> Document text:

*** Begin section ***

We checked into the Hilton in Saratoga Springs (no accommodations available any closer to the trail) after Monday’s 50-mile ride, excited to have the services and amenities provided by an upscale hotel chain. Upon check-in, we found that Covid procedures had stripped down the service piece to hot showers and comfortable beds. Pleased to see safety stickers on all of the doors ensuring guests that the rooms had been disinfected. But no water in the mini-fridge? Strange that a guest has no access to the minibar.
I realize it’s not easy but room service is like take out if you have guests you should be obligated to serve food in some manner. We found a good one on the street, Max London’s bar & restaurant is 2 blocks to the west, toward the famous Saratoga Spring. There were several independent restaurants and luxurious hotels on the main drag in service, Max London was spot on. Delicious pasta, Hummus dip, and cocktails. We had a nice meal and went to bed happy, Saratoga Springs is the jewel in upstate New York’s crown.

*** End section ***

> Problem set:
A - From the account of the stay in Saratoga Springs, reproduce the part that opens with the words containing "We checked into" and closes with "to the minibar.".
B - In the account of the stay in Saratoga Springs, what did the writers have at Max London's bar & restaurant?

> Information provided:
*** Begin section ***

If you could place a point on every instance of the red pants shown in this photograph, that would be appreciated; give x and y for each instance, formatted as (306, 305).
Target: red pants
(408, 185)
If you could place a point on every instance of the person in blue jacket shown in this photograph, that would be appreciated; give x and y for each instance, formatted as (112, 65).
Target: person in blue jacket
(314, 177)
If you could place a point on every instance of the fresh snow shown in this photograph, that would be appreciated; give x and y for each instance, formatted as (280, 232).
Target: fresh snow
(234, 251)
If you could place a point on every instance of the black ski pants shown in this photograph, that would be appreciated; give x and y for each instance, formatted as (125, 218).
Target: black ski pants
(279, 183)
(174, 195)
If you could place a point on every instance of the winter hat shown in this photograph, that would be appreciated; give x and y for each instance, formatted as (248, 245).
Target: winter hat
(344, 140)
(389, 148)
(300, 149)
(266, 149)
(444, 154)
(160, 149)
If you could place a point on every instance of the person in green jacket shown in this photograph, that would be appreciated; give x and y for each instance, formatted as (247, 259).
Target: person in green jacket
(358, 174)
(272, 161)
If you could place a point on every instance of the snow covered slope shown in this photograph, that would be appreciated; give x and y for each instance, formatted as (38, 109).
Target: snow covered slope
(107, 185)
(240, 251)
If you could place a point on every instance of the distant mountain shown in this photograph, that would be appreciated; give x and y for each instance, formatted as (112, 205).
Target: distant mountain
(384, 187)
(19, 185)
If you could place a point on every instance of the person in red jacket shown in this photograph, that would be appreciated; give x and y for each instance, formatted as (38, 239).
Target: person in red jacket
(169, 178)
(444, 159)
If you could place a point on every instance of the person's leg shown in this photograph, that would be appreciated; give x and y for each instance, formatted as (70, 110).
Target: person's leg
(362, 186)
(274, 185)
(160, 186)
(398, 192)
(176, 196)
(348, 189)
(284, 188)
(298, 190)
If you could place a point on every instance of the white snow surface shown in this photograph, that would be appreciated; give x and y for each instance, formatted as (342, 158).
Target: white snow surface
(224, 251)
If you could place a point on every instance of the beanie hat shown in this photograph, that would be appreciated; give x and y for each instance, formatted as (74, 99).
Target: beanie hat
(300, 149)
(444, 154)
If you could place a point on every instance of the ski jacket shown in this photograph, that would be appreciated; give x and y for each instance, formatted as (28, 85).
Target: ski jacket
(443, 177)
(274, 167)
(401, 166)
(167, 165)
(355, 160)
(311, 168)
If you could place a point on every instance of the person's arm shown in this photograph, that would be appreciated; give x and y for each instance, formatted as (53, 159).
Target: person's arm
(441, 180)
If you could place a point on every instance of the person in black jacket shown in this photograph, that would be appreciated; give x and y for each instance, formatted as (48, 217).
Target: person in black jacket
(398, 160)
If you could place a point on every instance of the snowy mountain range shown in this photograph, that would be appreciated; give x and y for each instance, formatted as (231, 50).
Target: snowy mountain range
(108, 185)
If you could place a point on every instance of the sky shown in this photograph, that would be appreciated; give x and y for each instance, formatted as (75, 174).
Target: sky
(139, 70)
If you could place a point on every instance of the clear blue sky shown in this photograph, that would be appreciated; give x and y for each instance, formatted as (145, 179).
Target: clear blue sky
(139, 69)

*** End section ***
*** Begin section ***

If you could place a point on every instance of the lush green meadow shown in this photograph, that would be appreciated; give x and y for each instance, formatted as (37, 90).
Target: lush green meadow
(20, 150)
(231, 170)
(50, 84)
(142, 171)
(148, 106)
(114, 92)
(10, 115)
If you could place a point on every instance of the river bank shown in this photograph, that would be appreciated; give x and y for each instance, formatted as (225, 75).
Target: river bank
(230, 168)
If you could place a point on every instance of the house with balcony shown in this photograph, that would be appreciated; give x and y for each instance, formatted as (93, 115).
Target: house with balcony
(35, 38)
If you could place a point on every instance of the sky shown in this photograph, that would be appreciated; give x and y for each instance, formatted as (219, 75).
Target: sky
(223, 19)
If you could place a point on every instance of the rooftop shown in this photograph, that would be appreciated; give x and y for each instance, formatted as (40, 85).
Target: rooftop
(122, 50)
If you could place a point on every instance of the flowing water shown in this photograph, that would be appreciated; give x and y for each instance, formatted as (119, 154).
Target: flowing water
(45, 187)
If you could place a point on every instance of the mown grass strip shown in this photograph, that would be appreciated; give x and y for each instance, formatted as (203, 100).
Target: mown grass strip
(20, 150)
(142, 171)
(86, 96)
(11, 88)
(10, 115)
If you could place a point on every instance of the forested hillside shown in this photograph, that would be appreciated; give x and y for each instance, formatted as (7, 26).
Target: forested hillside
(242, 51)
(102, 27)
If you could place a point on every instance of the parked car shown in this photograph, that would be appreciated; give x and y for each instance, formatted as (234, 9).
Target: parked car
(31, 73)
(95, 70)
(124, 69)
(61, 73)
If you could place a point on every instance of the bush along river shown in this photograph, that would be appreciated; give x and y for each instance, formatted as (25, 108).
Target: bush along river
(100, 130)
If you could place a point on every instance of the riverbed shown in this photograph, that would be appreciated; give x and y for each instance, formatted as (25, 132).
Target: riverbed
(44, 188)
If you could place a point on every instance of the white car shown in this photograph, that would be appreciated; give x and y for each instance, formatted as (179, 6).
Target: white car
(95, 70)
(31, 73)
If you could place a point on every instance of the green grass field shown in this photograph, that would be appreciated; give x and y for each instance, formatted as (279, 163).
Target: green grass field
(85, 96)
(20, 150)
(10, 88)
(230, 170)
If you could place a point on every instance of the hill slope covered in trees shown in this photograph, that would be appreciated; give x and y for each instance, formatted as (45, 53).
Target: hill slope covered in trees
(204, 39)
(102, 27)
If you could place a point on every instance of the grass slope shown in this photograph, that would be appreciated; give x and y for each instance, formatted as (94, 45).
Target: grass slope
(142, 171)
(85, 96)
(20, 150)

*** End section ***
*** Begin section ***

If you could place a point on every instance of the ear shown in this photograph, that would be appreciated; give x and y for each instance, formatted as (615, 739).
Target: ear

*** End section ***

> Answers for the tasks:
A -
We checked into the Hilton in Saratoga Springs (no accommodations available any closer to the trail) after Monday’s 50-mile ride, excited to have the services and amenities provided by an upscale hotel chain. Upon check-in, we found that Covid procedures had stripped down the service piece to hot showers and comfortable beds. Pleased to see safety stickers on all of the doors ensuring guests that the rooms had been disinfected. But no water in the mini-fridge? Strange that a guest has no access to the minibar.

B - Pasta, hummus dip, and cocktails.